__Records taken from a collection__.
------------------------------------------------------------------------
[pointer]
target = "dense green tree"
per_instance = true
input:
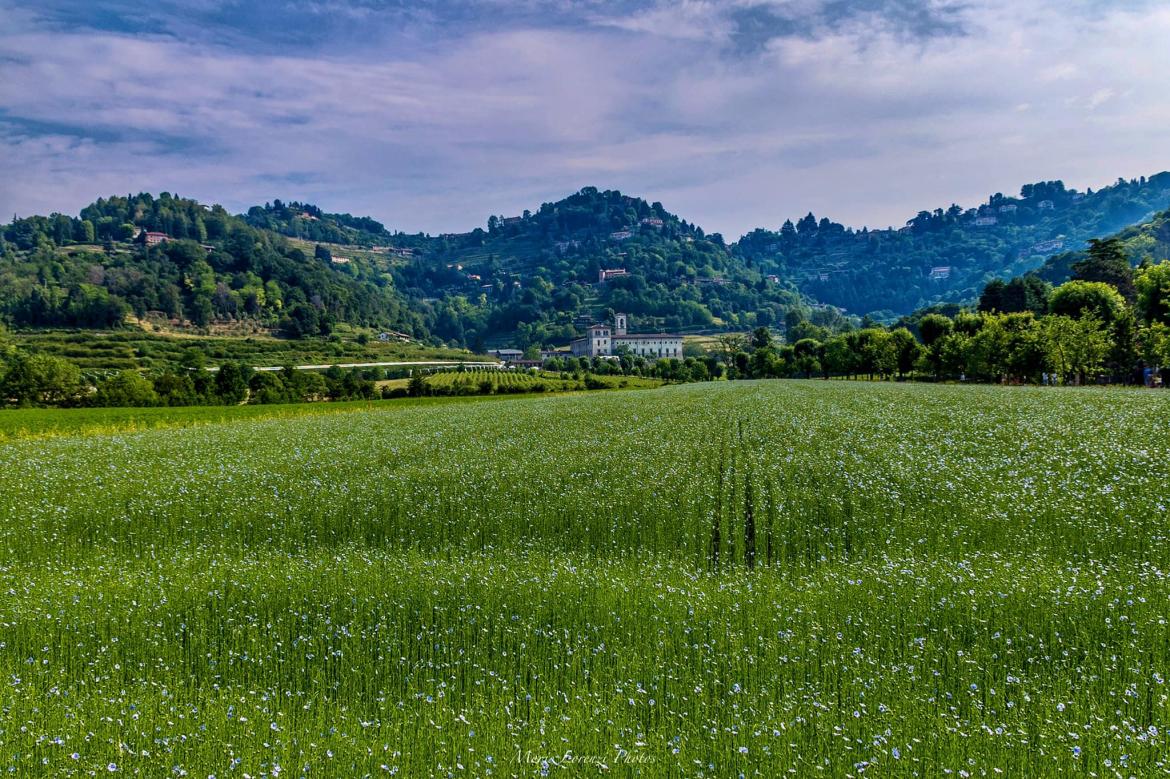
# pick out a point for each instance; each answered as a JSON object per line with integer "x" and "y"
{"x": 126, "y": 388}
{"x": 39, "y": 380}
{"x": 1107, "y": 262}
{"x": 1153, "y": 287}
{"x": 1080, "y": 298}
{"x": 232, "y": 383}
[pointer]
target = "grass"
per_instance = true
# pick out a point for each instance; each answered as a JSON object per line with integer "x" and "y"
{"x": 130, "y": 349}
{"x": 947, "y": 579}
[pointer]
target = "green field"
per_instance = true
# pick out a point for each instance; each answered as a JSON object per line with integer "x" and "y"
{"x": 129, "y": 349}
{"x": 945, "y": 580}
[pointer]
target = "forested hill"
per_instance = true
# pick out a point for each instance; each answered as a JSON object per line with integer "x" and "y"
{"x": 94, "y": 269}
{"x": 309, "y": 222}
{"x": 947, "y": 255}
{"x": 537, "y": 276}
{"x": 1148, "y": 242}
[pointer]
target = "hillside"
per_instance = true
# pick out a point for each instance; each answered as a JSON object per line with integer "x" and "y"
{"x": 947, "y": 255}
{"x": 202, "y": 267}
{"x": 1146, "y": 242}
{"x": 537, "y": 277}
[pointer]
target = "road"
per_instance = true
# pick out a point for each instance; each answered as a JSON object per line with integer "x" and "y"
{"x": 399, "y": 364}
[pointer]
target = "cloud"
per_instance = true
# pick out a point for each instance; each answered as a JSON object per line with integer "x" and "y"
{"x": 432, "y": 116}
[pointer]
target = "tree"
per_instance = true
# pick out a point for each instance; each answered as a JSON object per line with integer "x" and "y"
{"x": 126, "y": 388}
{"x": 731, "y": 344}
{"x": 1075, "y": 347}
{"x": 1080, "y": 298}
{"x": 232, "y": 383}
{"x": 1108, "y": 263}
{"x": 762, "y": 338}
{"x": 40, "y": 380}
{"x": 176, "y": 390}
{"x": 881, "y": 352}
{"x": 1153, "y": 284}
{"x": 806, "y": 353}
{"x": 907, "y": 350}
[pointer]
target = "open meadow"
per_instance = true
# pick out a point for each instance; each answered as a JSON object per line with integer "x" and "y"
{"x": 775, "y": 578}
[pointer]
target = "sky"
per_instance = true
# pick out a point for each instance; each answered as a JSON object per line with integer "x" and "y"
{"x": 431, "y": 116}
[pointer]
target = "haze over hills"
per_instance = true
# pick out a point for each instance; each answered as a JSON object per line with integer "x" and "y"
{"x": 537, "y": 277}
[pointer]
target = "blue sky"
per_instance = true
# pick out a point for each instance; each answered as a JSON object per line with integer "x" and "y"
{"x": 431, "y": 116}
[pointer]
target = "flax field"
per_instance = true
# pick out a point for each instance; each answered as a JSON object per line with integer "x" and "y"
{"x": 756, "y": 579}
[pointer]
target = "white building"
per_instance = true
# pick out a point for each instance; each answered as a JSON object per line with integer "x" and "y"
{"x": 603, "y": 340}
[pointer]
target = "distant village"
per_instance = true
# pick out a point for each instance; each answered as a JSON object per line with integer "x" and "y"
{"x": 606, "y": 340}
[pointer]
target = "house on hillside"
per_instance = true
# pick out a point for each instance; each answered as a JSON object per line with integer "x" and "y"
{"x": 603, "y": 340}
{"x": 507, "y": 354}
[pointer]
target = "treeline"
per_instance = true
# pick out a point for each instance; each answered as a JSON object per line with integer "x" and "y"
{"x": 1110, "y": 323}
{"x": 34, "y": 379}
{"x": 534, "y": 276}
{"x": 948, "y": 254}
{"x": 311, "y": 223}
{"x": 63, "y": 271}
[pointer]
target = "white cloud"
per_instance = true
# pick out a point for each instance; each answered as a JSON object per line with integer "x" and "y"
{"x": 858, "y": 122}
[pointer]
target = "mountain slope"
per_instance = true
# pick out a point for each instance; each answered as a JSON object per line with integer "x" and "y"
{"x": 1146, "y": 242}
{"x": 537, "y": 277}
{"x": 213, "y": 267}
{"x": 947, "y": 255}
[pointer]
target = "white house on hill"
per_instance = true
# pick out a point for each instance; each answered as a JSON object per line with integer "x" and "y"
{"x": 603, "y": 340}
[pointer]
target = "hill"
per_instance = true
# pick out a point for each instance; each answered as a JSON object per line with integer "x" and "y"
{"x": 1146, "y": 242}
{"x": 947, "y": 255}
{"x": 539, "y": 277}
{"x": 535, "y": 278}
{"x": 201, "y": 267}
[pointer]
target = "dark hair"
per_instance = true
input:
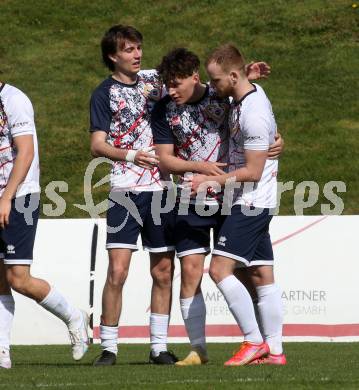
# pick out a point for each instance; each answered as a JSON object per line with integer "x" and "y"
{"x": 178, "y": 63}
{"x": 114, "y": 39}
{"x": 227, "y": 56}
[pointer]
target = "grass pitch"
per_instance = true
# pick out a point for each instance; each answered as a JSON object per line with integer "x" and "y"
{"x": 310, "y": 366}
{"x": 50, "y": 49}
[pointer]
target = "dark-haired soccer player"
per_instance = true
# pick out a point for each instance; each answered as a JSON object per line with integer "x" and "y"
{"x": 120, "y": 130}
{"x": 191, "y": 135}
{"x": 19, "y": 212}
{"x": 244, "y": 236}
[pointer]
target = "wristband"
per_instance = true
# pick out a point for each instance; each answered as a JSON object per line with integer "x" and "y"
{"x": 130, "y": 156}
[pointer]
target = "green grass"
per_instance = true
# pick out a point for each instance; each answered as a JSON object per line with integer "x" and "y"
{"x": 50, "y": 49}
{"x": 310, "y": 366}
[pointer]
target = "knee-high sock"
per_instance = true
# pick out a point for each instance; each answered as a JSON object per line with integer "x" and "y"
{"x": 270, "y": 310}
{"x": 56, "y": 304}
{"x": 109, "y": 336}
{"x": 194, "y": 316}
{"x": 241, "y": 306}
{"x": 159, "y": 330}
{"x": 7, "y": 309}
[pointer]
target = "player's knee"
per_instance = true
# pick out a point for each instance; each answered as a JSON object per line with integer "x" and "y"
{"x": 117, "y": 276}
{"x": 162, "y": 276}
{"x": 17, "y": 281}
{"x": 191, "y": 269}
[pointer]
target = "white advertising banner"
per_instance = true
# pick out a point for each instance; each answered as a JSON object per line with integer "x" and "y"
{"x": 316, "y": 267}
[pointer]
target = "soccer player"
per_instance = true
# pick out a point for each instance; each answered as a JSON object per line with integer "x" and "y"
{"x": 244, "y": 235}
{"x": 19, "y": 193}
{"x": 120, "y": 130}
{"x": 191, "y": 135}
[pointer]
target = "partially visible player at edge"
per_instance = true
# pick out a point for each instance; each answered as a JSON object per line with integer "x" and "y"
{"x": 244, "y": 238}
{"x": 120, "y": 130}
{"x": 191, "y": 135}
{"x": 19, "y": 187}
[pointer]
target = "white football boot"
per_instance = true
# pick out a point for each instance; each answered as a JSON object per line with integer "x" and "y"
{"x": 5, "y": 361}
{"x": 79, "y": 336}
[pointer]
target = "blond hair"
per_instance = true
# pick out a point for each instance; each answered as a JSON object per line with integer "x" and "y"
{"x": 228, "y": 57}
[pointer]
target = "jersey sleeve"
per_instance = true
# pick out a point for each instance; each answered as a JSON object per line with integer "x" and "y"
{"x": 100, "y": 112}
{"x": 256, "y": 132}
{"x": 20, "y": 115}
{"x": 162, "y": 132}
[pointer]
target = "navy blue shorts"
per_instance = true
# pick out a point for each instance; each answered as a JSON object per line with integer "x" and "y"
{"x": 132, "y": 214}
{"x": 245, "y": 238}
{"x": 192, "y": 231}
{"x": 18, "y": 238}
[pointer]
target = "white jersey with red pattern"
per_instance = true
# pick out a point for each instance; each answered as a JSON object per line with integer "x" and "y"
{"x": 16, "y": 119}
{"x": 123, "y": 111}
{"x": 253, "y": 127}
{"x": 198, "y": 131}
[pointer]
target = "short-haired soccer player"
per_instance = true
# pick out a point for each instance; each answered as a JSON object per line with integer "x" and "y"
{"x": 191, "y": 135}
{"x": 120, "y": 130}
{"x": 244, "y": 235}
{"x": 19, "y": 190}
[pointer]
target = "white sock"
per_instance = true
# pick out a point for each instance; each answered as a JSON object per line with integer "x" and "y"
{"x": 194, "y": 316}
{"x": 7, "y": 309}
{"x": 270, "y": 309}
{"x": 240, "y": 304}
{"x": 258, "y": 317}
{"x": 109, "y": 335}
{"x": 57, "y": 304}
{"x": 159, "y": 330}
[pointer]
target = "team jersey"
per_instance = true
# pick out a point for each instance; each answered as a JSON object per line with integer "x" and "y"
{"x": 252, "y": 126}
{"x": 123, "y": 112}
{"x": 16, "y": 119}
{"x": 198, "y": 131}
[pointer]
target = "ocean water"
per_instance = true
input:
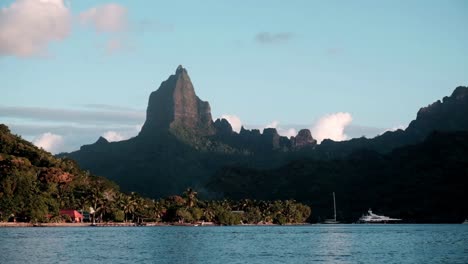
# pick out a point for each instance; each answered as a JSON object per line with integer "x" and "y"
{"x": 237, "y": 244}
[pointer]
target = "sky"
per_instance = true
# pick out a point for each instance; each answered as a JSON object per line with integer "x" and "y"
{"x": 72, "y": 71}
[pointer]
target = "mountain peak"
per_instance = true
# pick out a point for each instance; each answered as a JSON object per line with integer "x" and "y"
{"x": 180, "y": 69}
{"x": 175, "y": 107}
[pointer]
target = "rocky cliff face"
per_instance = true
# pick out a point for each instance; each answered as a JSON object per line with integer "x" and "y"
{"x": 176, "y": 108}
{"x": 448, "y": 115}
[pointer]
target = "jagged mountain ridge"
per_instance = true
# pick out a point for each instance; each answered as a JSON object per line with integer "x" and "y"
{"x": 181, "y": 146}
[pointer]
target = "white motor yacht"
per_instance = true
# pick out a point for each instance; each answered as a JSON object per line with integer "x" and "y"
{"x": 370, "y": 218}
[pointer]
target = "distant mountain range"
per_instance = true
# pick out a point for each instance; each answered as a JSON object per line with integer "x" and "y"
{"x": 180, "y": 145}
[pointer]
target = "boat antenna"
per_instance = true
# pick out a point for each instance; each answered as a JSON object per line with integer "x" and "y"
{"x": 334, "y": 205}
------------------------------------------------------------------------
Pick out every line in the listing above that contains the string "grass", and copy each of those lines. Case counts.

__Response to this exercise__.
target = "grass"
target = "grass pitch"
target = "green grass"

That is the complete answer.